--- SOURCE DOCUMENT ---

Comic Creator Interview
with Nate McDonough
Name: Nate McDonough
City: Pittsburgh PA
Comics: Grixly, Don’t Come Back, Bears In Space
Websites: grixly.tumblr.com, facebook.com/grixly
QRD – How old were you when you first got into comics & did you always stick with them or did you come back to them?
Nate – I remember having an almost full long box of comics around the time I learned to read. My interest waxed & waned until I was eleven & found the spinner rack at a gas station down the road from my home in Watertown, WI. A couple months later I found the stack they kept in a filthy convenience store adjoined to a filthier bar by the river (the only other place in town comics could be found) & it’s been a full blown obsession ever since.
QRD – What was the first comic book you ever bought?
Nate – It was an issue of Spider-Man I read until it disintegrated.
QRD – How old were you when you put out your first comic?
Nate – The first issue of Grixly at age twenty-one.
QRD – What decade do you think produced the best comics?
Nate – Won’t answer it! But I will say the 70s are way underrated.
QRD – Why comics instead of just writing or drawing?
Nate – Not a writer. Though some can say in a few sentences what I can say with hours of crosshatching, I still love the drawing. Not just drawing because I’ve still got something to say.
QRD – Do you see mini-comics & indie comics as paths to mainstream comics or as their own unique media?
Nate – I see plenty of overlap & interchanging of ideas between the two. It would be a real mess of a flowchart.
QRD – How many copies of your comic do you print in your first run?
Nate – Usually between 100 & 200.
QRD – How much do you think comics should cost?
Nate – My rough rule of thumb is approximately a dime a page for something that really appeals to me.
QRD – How many books do you produce a year & how many would you like to?
Nate – The last four years I’ve drawn between two & *gulp* four hundred pages a year. For a number of reasons I’m slowing it down just a little bit.
QRD – Do you think stories should be serialized or delivered as complete works?
Nate – Depends. Some stories are perfectly suited to the serial format (if not quite so perfectly suited to their schedule, monthly or otherwise). I guess I would say I prefer stories as complete works because the period that elapses between one installment & the other is almost always too long for me. But if someone I dig is going to spend years working on a book & they feel like serializing it or putting it out in parts, I am always the richer for it & endorse the method completely.

---

WHAT IS BEING ASKED: In the interview with Nate McDonough above, how many copies does he usually print in his first run? Please answer in one short sentence.

--- GIVEN RECORDS ---

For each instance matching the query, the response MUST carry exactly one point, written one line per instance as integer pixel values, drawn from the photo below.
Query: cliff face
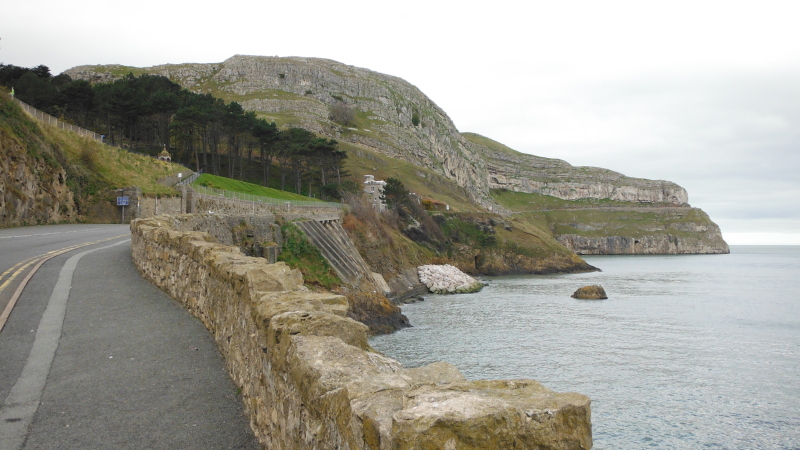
(637, 231)
(390, 116)
(395, 118)
(33, 189)
(509, 169)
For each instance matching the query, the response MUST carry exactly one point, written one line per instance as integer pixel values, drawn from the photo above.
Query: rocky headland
(391, 117)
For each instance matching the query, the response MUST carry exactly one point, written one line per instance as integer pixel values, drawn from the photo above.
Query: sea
(688, 352)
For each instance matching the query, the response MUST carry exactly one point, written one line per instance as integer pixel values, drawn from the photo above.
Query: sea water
(689, 351)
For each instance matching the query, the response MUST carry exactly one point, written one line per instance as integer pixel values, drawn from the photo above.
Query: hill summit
(387, 115)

---

RESPONSE TO THE TASK: He usually prints between 100 and 200 copies.